## Work task 1:
According to the article on Punjab's Covid-19 rules, what is the most that private doctors and hospitals may charge for a Covid-19 test?
## Work task 2:
Duplicate the portion of the article on Punjab's Covid-19 rules starting with "Punjab has seen" and going on through "also be available.".
## Work task 3:
In the article on Punjab's Covid-19 rules, why will the state stop marking the homes of coronavirus patients with warning posters?

## Text segment:
○ ○ ○ ○ ○ ○ ○

Punjab Will Major Change In Covid-19 Norms, No More Warning Posters

Punjab will no longer mark homes of coronavirus patients with warning posters, in a big change in the…
Punjab will no longer mark homes of coronavirus patients with warning posters, in a big change in the state’s SOPs linked to home isolation. Chief Minister Amarinder Singh said today that the decision aims to minimise the stigma attached to the disease and the “trauma” that infected people felt because of the posters.

“The psychological trauma that patients were seen suffering as a result of these posters, which were meant to protect neighbours and others of such patients, was defeating the very purpose. These posters were actually found scaring people away from testing,” Amarinder Singh said in a statement.

“The undesirable and unintended consequences of these posters included social isolation and stigma, leading to anxiety and prejudices against the patients. People would refrain from getting tested to avoid this stigma instead of extending support and community to the patients and their families, which had prompted a rethink on the decision of affixing posters,” he added.


Mr Singh, who has been observing home isolation after coming in contact with two Covid positive MLAs at the state assembly session last month, urged people to follow all the guidelines for home isolation except the poster rule. The community, he said, has an important role in the fight against the virus that has killed over 67,000 people across the country.

Punjab had recently allowed home isolation for asymptomatic or mildly symptomatic Covid patients who do not suffer from any co-morbidities based on the Centre’s protocol and recommendations of the Indian Council of Medical Research (ICMR), the country’s premier medical body.

Punjab has seen a surge in coronavirus cases over the last few weeks. The total count of those infected is over 58,500 including nearly 1,700 deaths.

The state, to bump up testing, has decided to allow free walk-in COVID-19 testing in government hospitals and mobile vans, and similar testing for a nominal cost not exceeding ₹ 250 by private doctors and hospitals. Those who want their result immediately can also opt for rapid antigen test (RAT), while RT-PCR test will also be available.

Punjab will explore similar arrangements for rapid antigen test by pharmacists and chemists, on the lines of private hospitals and doctors, the state government said on Thursday.

○ ○ ○ ○ ○ ○ ○

## Extracted material:
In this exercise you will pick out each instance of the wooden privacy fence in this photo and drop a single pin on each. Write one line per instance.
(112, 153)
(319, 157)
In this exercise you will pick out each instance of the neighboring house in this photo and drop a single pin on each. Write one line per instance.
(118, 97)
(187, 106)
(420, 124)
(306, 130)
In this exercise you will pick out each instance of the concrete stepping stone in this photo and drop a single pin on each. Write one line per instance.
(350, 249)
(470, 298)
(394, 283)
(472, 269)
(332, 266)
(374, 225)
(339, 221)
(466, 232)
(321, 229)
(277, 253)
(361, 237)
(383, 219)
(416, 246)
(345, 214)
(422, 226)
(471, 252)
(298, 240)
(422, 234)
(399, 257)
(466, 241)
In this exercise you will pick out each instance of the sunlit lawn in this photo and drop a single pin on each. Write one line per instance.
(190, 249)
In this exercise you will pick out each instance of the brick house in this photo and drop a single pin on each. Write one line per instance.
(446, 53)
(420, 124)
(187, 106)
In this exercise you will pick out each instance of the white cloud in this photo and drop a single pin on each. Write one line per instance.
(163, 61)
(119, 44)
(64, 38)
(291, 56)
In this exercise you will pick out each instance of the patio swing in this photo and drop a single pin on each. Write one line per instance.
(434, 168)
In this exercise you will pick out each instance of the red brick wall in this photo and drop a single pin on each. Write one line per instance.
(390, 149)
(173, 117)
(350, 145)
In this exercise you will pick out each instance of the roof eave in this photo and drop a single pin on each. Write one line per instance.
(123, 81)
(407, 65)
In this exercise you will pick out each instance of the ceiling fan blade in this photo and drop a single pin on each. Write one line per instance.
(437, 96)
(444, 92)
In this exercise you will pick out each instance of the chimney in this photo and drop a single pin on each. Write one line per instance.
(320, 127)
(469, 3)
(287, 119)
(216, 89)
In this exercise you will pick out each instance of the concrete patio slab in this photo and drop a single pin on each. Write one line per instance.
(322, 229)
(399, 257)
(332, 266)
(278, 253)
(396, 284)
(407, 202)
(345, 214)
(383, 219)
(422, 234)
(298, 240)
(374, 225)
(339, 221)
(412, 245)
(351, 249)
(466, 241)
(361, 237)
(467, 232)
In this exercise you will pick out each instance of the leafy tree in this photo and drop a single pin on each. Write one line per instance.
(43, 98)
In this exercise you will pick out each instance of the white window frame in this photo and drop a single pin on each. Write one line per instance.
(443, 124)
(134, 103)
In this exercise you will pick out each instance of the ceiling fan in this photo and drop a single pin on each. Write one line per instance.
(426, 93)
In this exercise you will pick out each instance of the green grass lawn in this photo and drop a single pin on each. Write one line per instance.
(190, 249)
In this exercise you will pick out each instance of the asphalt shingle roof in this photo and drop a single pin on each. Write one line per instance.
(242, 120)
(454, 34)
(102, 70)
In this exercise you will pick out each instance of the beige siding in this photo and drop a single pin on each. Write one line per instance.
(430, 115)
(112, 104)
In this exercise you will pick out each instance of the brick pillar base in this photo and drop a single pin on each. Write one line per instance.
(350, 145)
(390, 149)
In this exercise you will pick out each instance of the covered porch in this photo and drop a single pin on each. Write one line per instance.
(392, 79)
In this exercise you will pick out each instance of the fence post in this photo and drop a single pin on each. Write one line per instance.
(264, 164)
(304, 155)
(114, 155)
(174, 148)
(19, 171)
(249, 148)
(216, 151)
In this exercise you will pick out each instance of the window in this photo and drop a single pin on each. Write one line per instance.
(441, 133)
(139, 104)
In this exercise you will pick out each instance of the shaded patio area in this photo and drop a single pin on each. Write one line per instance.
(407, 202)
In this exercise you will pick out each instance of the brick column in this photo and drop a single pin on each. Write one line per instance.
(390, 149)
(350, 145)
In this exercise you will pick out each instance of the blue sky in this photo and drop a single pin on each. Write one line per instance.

○ ○ ○ ○ ○ ○ ○

## Worked solution 1:
A nominal cost not exceeding ₹ 250.

## Worked solution 2:
Punjab has seen a surge in coronavirus cases over the last few weeks. The total count of those infected is over 58,500 including nearly 1,700 deaths.

The state, to bump up testing, has decided to allow free walk-in COVID-19 testing in government hospitals and mobile vans, and similar testing for a nominal cost not exceeding ₹ 250 by private doctors and hospitals. Those who want their result immediately can also opt for rapid antigen test (RAT), while RT-PCR test will also be available.

## Worked solution 3:
The decision aims to minimise the stigma attached to the disease and the trauma that infected people felt because of the posters. The posters led to social isolation, anxiety and prejudice against patients, and they scared people away from getting tested.